● **AIM OF THE TASK**: Please set down the text below on urban research publications, word for word and in full.

Cities across Nations, PhD Dissertation, Els Verbakel, Princeton University, ongoing
This dissertation studies the discourse on the changing image of the city that emerged from the 1958 competition for the seat of the European Communities (ECSC, EEC and Euratom). This particular moment in postwar European history represents a crossroads in thinking about the role of cities in the evolution of larger political and economic structures. From the city as a central place where the socio-economic mechanisms of a nation-state converge, this turning point places the city in a broader perspective, as a juxtaposition of districts connected to other districts by international networks of transportation, utilities and information. This city is no longer a homogeneous, integrated entity, but rather a conglomerate of parallel districts, each with its own role within a transnational urban system. Moreover, the 1958 competition presents the city district as a platform, a 'flat' space, a hub for highways and train tracks to plug into, a coherent and identifiable 'ensemble' representing modernization, Europeanness and unification, an urban segment, distinct enough to provide the grounds for an extraterritorial urbanity to take place.

Cities of Dispersal, AD Magazine, edited by Rafi Segal, Els Verbakel, 2008
Questioning the traditional boundaries between cities, suburbs, countryside and wilderness, this issue of AD explores emergent types of public space in low-density environments. It describes this new form of urbanism: decentralised, in a constant process of expansion and contraction, not homogenous or necessarily low-rise, nor guided by one mode of development, typology or pattern.

Saved entries
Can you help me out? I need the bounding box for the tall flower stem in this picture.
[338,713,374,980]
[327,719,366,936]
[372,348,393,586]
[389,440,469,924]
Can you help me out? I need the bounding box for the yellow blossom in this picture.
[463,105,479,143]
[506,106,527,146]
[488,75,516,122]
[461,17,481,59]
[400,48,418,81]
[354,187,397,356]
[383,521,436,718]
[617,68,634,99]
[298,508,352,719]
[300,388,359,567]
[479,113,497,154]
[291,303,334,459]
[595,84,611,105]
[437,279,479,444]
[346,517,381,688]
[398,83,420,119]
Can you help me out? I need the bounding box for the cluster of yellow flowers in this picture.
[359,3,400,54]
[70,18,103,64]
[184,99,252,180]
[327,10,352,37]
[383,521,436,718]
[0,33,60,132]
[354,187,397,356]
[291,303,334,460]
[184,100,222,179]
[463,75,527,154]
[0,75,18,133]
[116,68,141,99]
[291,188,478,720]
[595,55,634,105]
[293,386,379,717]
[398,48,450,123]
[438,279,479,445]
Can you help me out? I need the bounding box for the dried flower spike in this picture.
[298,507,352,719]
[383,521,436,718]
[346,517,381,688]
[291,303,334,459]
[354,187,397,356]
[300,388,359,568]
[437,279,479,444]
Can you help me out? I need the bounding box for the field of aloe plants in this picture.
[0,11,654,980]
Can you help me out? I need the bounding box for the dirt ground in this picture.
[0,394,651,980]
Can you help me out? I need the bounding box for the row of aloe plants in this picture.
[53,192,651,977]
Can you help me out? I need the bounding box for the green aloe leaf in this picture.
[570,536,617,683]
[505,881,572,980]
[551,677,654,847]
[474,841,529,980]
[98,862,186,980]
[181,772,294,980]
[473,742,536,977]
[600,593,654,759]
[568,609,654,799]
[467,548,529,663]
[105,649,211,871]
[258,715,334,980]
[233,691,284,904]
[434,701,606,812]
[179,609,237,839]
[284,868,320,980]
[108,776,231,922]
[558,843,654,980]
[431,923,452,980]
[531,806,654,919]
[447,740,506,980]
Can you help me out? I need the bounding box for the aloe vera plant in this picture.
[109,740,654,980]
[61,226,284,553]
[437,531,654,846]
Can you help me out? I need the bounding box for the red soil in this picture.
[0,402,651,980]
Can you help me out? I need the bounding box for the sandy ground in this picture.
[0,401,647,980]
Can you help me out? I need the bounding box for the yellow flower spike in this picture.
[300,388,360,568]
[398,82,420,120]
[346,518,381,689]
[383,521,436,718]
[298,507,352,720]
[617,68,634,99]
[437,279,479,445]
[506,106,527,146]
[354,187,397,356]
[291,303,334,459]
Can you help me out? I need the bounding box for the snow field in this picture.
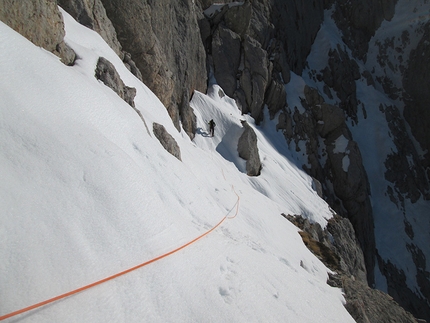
[0,8,353,322]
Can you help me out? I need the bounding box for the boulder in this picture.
[224,2,252,38]
[95,57,136,107]
[237,121,262,176]
[101,0,207,135]
[333,0,397,59]
[240,36,269,123]
[403,22,430,173]
[57,0,123,58]
[264,79,287,119]
[152,122,181,160]
[212,25,241,97]
[0,0,76,65]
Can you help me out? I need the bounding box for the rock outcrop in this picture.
[278,86,375,285]
[101,0,207,134]
[57,0,123,58]
[200,1,323,124]
[95,57,136,108]
[333,0,397,59]
[152,122,181,160]
[328,274,417,323]
[288,214,417,323]
[0,0,76,65]
[237,121,262,176]
[403,22,430,178]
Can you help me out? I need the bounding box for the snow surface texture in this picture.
[0,7,353,322]
[302,0,430,295]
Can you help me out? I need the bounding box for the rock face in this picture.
[403,22,430,178]
[102,0,207,137]
[333,0,397,59]
[237,121,262,176]
[200,0,323,124]
[328,274,417,323]
[95,57,136,108]
[288,214,416,323]
[4,0,430,322]
[152,122,181,160]
[278,86,375,285]
[0,0,76,65]
[57,0,122,57]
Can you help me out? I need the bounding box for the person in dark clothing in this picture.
[208,119,216,137]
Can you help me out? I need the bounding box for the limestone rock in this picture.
[240,37,269,123]
[57,0,123,58]
[265,79,287,119]
[152,122,181,160]
[179,92,197,140]
[101,0,207,135]
[322,45,360,121]
[403,22,430,173]
[327,215,367,283]
[212,25,240,97]
[237,121,262,176]
[270,0,324,73]
[0,0,76,65]
[333,0,397,59]
[95,57,136,107]
[224,2,252,38]
[328,274,417,323]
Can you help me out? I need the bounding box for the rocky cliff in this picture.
[0,0,430,321]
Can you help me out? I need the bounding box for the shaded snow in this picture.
[0,8,353,322]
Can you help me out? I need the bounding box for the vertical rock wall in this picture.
[102,0,207,138]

● **SOLUTION BELOW**:
Cities across Nations, PhD Dissertation, Els Verbakel, Princeton University, ongoing
This dissertation studies the discourse on the changing image of the city that emerged from the 1958 competition for the seat of the European Communities (ECSC, EEC and Euratom). This particular moment in postwar European history represents a crossroads in thinking about the role of cities in the evolution of larger political and economic structures. From the city as a central place where the socio-economic mechanisms of a nation-state converge, this turning point places the city in a broader perspective, as a juxtaposition of districts connected to other districts by international networks of transportation, utilities and information. This city is no longer a homogeneous, integrated entity, but rather a conglomerate of parallel districts, each with its own role within a transnational urban system. Moreover, the 1958 competition presents the city district as a platform, a 'flat' space, a hub for highways and train tracks to plug into, a coherent and identifiable 'ensemble' representing modernization, Europeanness and unification, an urban segment, distinct enough to provide the grounds for an extraterritorial urbanity to take place.

Cities of Dispersal, AD Magazine, edited by Rafi Segal, Els Verbakel, 2008
Questioning the traditional boundaries between cities, suburbs, countryside and wilderness, this issue of AD explores emergent types of public space in low-density environments. It describes this new form of urbanism: decentralised, in a constant process of expansion and contraction, not homogenous or necessarily low-rise, nor guided by one mode of development, typology or pattern.